What is this?

This distribution provides a set of modules, and a single client, gx,
to implement GeneXplorer, which is a web interface for browsing
hierarchically clustered data.

The latest version of this module should always be available from:

http://search.cpan.org/dist/Microarray-GeneXplorer/

An example of this software in action is available at:

http://microarray-pubs.stanford.edu/cgi-bin/gx?n=prostate1&rx=5

PREREQUISITES

GD.pm

GeneXplorer relies on the GD module (http://search.cpan.org/dist/GD/)
for image creation.  If the GD module support png image creation
(version > 1.19), then it will create png images, otherwise gif images
will be created.

INSTALLATION

Firstly, read all the installation instructions before you begin!

To install this software, you will need some limited Unix experience,
and some limited Perl experience.  If in doubt, consult your local
Perl guru or systems administrator.  You also need access to a Unix
machine, such as MacOSX, or a Windows machine running Cygwin, a Linux
box, a Sun machine etc..

To install the software do the following after downloading the
distribution:

First decompress the gzipped tarfile, e.g:

   tar zxvf Microarray-GeneXplorer-0.1.tar.gz

or:

   gunzip Microarray-GeneXplorer-0.1.tar.gz
   tar xvf Microarray-GeneXplorer-0.1.tar

Then change into the created directory:

   cd Microarray-GeneXplorer-0.1


To install the actual Perl modules themselves, and the executable
correlations and makeMicroarrayDataset.pl programs, type the following
(note, the 'make install' step requires administrative privileges -
see your sysadmin if you don't have them):

     perl Makefile.PL
     make
     make test
     make install

If you don't have administrative privileges, or want to install the
modules and excutables (correlations and makeMicroarrayDataset.pl)

→ **Referring expression data**:
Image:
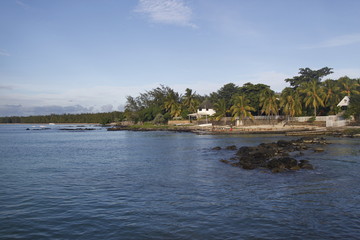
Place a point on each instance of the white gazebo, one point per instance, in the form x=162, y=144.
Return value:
x=344, y=102
x=205, y=109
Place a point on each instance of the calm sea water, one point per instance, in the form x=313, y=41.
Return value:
x=161, y=185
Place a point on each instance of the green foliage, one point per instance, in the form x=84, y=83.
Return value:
x=241, y=108
x=159, y=119
x=313, y=95
x=354, y=107
x=312, y=119
x=268, y=102
x=102, y=118
x=308, y=75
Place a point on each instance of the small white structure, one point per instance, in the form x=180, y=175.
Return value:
x=344, y=102
x=205, y=109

→ **Exercise set**:
1 - Based on the GeneXplorer installation text, explain why the software might create gif images rather than png images. Answer in one to three sentences.
2 - Pick up the GeneXplorer installation text at the point where it stops, and continue it.

→ **Answers**:
1 - GeneXplorer uses the GD module to create images. It makes png images only when the installed GD module supports png creation (version > 1.19); otherwise it makes gif images.

2 -
into a location other than the default location on your machine, then
use the following:

    perl Makefile.PL INSTALLDIRS=site INSTALLSITELIB=/home/your/private/dir/lib INSTALLSCRIPT=/home/your/private/bin
    make
    make install

Replace /home/your/private/dir/lib with the full path to the directory
you want the libraries placed in, and /home/your/private/bin with the
full path to the directory that you want the executables placed in.
Note that if you install the libraries in a non-standard place, prior
to doing the install step you should edit the
bin/makeMicroarrayDataset.pl program to include that path (with a 'use
lib' statement), so that the installed version can find the library.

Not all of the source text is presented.